** Opening AVAILABLE DATA block **

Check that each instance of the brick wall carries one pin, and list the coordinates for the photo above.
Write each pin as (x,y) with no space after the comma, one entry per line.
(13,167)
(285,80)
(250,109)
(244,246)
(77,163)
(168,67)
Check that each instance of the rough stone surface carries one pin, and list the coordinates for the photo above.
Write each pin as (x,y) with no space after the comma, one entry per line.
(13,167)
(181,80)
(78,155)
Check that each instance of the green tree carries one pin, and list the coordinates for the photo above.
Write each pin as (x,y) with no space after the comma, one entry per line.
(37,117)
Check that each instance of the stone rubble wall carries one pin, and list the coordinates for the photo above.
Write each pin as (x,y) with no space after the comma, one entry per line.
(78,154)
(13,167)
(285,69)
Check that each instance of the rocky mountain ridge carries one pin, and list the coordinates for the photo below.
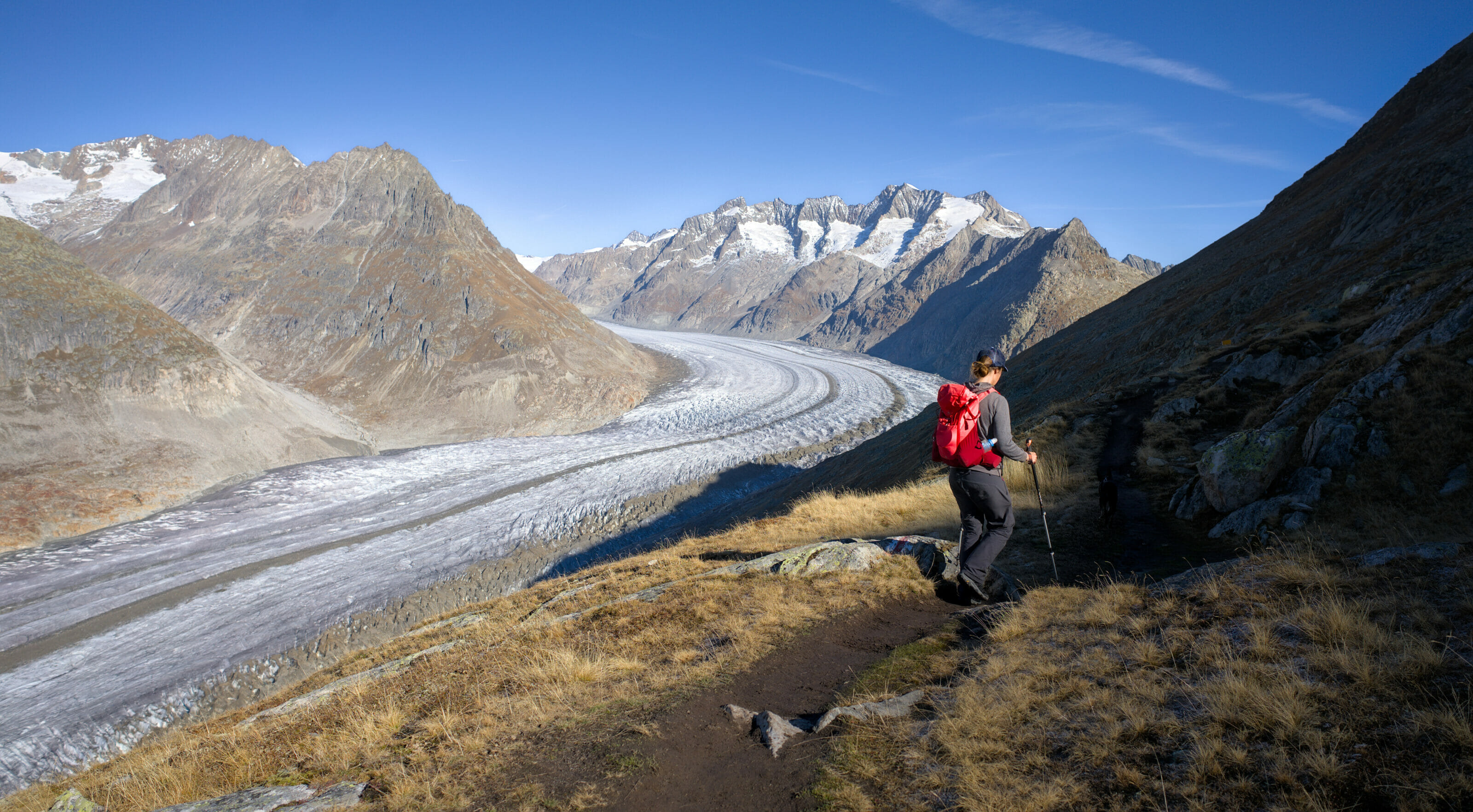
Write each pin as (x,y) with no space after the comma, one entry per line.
(852,276)
(111,410)
(357,280)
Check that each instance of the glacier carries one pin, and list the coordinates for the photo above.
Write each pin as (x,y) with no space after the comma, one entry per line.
(110,636)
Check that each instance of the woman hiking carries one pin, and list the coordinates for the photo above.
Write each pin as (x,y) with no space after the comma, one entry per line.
(973,437)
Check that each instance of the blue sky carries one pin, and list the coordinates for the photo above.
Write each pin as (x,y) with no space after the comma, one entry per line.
(1161,126)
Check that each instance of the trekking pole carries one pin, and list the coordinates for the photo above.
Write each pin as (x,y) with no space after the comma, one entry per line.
(1045,513)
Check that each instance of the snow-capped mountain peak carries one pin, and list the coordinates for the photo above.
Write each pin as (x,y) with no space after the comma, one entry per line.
(79,191)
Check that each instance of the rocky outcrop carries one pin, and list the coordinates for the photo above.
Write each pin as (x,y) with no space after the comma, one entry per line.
(1431,551)
(1242,466)
(360,282)
(111,410)
(777,730)
(1151,267)
(298,798)
(899,278)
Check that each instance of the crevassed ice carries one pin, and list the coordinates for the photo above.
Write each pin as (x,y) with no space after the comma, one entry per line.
(357,521)
(130,177)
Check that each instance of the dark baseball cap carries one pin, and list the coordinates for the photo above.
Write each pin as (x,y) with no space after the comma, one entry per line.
(996,356)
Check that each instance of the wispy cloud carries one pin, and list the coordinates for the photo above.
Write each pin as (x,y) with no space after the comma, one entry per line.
(1027,29)
(1234,205)
(1135,122)
(825,75)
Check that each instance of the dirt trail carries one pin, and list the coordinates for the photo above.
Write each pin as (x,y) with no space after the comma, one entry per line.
(1145,543)
(700,761)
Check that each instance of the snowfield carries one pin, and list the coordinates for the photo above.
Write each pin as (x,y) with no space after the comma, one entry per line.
(108,636)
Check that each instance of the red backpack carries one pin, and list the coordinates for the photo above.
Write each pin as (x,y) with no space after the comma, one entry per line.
(957,440)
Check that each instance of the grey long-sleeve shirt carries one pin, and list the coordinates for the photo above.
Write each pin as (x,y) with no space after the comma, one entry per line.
(995,422)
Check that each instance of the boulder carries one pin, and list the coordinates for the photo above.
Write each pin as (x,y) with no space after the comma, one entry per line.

** Closing AVAILABLE DATA block **

Note each line above that holds "mountain", then copy all of them.

Check that each instance of the rocky mountain ridge carries one pin, and list the coordinates for the photo below.
Check that each instance of the snow-capped mountain peak carries one pin, and list the coordinates for the photo above.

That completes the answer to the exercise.